SET PROBLEM:
Below is a block of records; repeat each one exactly.

Excerpts of pointing data:
——————
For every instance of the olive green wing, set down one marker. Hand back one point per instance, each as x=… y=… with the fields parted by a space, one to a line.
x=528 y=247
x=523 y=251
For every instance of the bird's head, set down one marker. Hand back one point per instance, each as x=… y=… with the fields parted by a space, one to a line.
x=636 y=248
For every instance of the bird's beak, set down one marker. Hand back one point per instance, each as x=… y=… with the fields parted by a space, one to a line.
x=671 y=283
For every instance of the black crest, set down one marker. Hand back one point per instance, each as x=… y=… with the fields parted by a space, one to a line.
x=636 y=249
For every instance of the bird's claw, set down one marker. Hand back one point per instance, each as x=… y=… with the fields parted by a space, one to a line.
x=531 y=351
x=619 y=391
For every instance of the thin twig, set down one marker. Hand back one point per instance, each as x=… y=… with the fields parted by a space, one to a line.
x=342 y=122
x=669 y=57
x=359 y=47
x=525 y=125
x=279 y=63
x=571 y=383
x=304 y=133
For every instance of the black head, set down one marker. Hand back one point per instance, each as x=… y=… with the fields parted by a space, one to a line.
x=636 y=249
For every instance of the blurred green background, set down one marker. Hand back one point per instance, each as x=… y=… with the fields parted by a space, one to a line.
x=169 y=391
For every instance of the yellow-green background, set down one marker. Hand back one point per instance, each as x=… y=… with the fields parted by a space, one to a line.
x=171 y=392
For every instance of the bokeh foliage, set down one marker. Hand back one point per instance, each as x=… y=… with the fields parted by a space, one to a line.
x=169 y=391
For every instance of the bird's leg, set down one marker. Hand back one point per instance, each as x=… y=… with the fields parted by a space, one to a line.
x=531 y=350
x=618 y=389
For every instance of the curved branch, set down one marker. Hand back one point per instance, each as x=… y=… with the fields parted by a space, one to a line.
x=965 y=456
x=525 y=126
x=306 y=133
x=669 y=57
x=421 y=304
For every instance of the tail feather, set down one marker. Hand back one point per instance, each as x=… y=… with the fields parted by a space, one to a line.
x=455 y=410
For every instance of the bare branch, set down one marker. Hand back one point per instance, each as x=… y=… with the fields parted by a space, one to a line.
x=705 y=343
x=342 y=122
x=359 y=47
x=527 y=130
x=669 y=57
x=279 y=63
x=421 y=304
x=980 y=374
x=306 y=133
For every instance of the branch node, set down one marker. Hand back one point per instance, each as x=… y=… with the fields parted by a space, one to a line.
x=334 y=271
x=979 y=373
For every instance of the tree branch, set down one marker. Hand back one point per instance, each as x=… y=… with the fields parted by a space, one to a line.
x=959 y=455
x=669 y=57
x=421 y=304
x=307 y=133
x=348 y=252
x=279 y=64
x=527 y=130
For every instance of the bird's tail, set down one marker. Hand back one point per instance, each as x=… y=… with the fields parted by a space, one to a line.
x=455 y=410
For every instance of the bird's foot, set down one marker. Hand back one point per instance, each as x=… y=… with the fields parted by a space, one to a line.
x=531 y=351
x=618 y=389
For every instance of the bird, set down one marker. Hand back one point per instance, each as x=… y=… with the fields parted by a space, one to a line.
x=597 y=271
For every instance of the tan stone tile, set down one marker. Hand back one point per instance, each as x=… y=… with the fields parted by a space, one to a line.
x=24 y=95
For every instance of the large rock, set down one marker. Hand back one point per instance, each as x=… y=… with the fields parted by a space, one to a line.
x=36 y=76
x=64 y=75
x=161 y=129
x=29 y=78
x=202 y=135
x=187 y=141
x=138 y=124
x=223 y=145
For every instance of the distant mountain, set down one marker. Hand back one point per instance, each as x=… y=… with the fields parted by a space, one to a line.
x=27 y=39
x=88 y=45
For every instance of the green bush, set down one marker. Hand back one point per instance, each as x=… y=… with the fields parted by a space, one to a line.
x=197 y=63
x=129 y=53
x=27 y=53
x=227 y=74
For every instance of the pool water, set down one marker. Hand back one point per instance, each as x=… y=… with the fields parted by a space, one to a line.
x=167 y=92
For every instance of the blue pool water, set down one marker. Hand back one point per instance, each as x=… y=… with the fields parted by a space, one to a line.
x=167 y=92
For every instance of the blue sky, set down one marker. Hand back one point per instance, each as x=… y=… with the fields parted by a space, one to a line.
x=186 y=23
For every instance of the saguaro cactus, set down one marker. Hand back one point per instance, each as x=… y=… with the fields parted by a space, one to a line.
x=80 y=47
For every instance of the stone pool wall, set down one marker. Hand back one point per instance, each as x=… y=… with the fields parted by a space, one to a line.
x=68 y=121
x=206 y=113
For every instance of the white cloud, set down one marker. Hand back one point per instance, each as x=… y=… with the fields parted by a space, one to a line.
——————
FINISHED EXERCISE:
For every instance of the olive green wing, set down one marker. Hand back one point per instance, each as x=… y=… with the fields parted by a space, one to a line.
x=528 y=247
x=523 y=251
For every instance of the bird's head, set down one marker. Hand back one point per instance, each as x=… y=… with the fields parted by a space, one to a line.
x=636 y=248
For every instance of the bird's beak, set down one marker. Hand back one point per instance, each as x=… y=… with the fields parted by a space, one to a line.
x=671 y=283
For every instance of the black crest, set down one marker. Hand back one point per instance, each as x=… y=… with the fields parted by a space, one to a line.
x=636 y=249
For every instance of the bird's claw, set down one marker. Hand back one point per instance, each as x=… y=… with the fields parted by a space, one to a line.
x=531 y=351
x=619 y=391
For every instance of the thin twig, set down one marker. Hand back one point per instance, each as x=… y=… with the fields parted by a space, one to a line.
x=342 y=122
x=669 y=57
x=359 y=47
x=525 y=125
x=279 y=63
x=571 y=383
x=304 y=133
For every instance of the black head, set down one marker. Hand back one point per instance, each as x=… y=… with the fields parted by a space, one to a line.
x=636 y=249
For every instance of the blurred green background, set down one marker. Hand back one point per instance, each as x=… y=… with the fields parted by a space, one to a line.
x=169 y=391
For every instance of the yellow-green background, set down one marker. Hand back one point per instance, each as x=… y=… with the fields parted by a space, one to a line.
x=171 y=392
For every instance of the bokeh foliage, set down one marker. Hand back one point per instance, each as x=… y=… with the fields parted by a space, one to a line.
x=169 y=391
For every instance of the bird's leg, set down one marker. Hand back one point per instance, each as x=… y=… with the fields parted by a space, one to a line.
x=531 y=350
x=618 y=389
For every instance of the curved branch, set down one marker. Hand back one point per instance, each as x=… y=… with the fields parted by a space, one to a line.
x=965 y=456
x=525 y=126
x=306 y=133
x=669 y=57
x=421 y=304
For every instance of the tail feather, set down one marker. Hand back one point per instance, each as x=… y=… with the fields parted by a space, one to a line.
x=455 y=410
For every instance of the bare branch, set down one marker. Hand back one point per instance, each as x=… y=… with the fields parted by a space, one to a line.
x=705 y=343
x=342 y=122
x=359 y=47
x=527 y=130
x=669 y=57
x=279 y=63
x=421 y=304
x=980 y=374
x=306 y=133
For every instance of the branch node, set down one marker. Hand back one point per instance, each as x=… y=… with the fields parted by a space, one to a line.
x=334 y=271
x=979 y=373
For every instance of the tree branch, set down one marker. Hand back one point per instance, each as x=… y=… with the fields parted by a space, one to a line.
x=959 y=455
x=669 y=57
x=421 y=304
x=307 y=133
x=348 y=252
x=279 y=64
x=527 y=130
For every instance of the bird's tail, set down one marker. Hand back one point per instance, each as x=… y=… with the fields parted by a space, one to a line.
x=455 y=410
For every instance of the bird's foot, set down one marker. Hand back one point per instance, each as x=… y=… with the fields parted by a space, one to a line.
x=531 y=351
x=618 y=389
For every instance of the bird, set down one marker. Hand back one point per instance, each as x=… y=… with the fields parted by a space, one to a line.
x=597 y=271
For every instance of the tan stone tile, set down one marker. Hand back one point per instance, each as x=… y=… with the fields parted by a space, one to a line.
x=24 y=95
For every instance of the large rock, set down one marker. Hand back one point per instance, each as x=… y=… with the fields parted by a space, one to a line.
x=36 y=76
x=64 y=75
x=161 y=129
x=29 y=78
x=202 y=135
x=187 y=141
x=138 y=124
x=223 y=145
For every instance of the distant mountain, set down one marker. Hand back one point per instance, each as x=… y=… with the fields parted by a space, one to a line.
x=27 y=39
x=88 y=45
For every instance of the green bush, set down one marker. Hand back one point per instance, each as x=… y=… with the fields parted by a space, one to a line.
x=197 y=63
x=129 y=53
x=27 y=53
x=227 y=74
For every instance of the pool water, set down one marker. Hand back one point per instance, each as x=… y=… with the fields parted by a space, one to a line.
x=167 y=92
For every instance of the blue pool water, set down one marker. Hand back one point per instance, each as x=… y=… with the fields parted by a space, one to a line.
x=167 y=92
For every instance of the blue sky, set down one marker. Hand back one point per instance, each as x=… y=… with the fields parted by a space, one to a line.
x=186 y=23
For every instance of the saguaro cactus, set down one marker. Hand back one point per instance, each as x=… y=… with the fields parted by a space, one to a line.
x=80 y=47
For every instance of the stone pool wall, set down one marker. Hand back one point per instance, each as x=… y=… with the fields parted by a space, one to a line.
x=68 y=121
x=206 y=113
For every instance of the white cloud, set down one marker. Hand back one point per instance, each as x=… y=… with the fields parted by a space, one to a line.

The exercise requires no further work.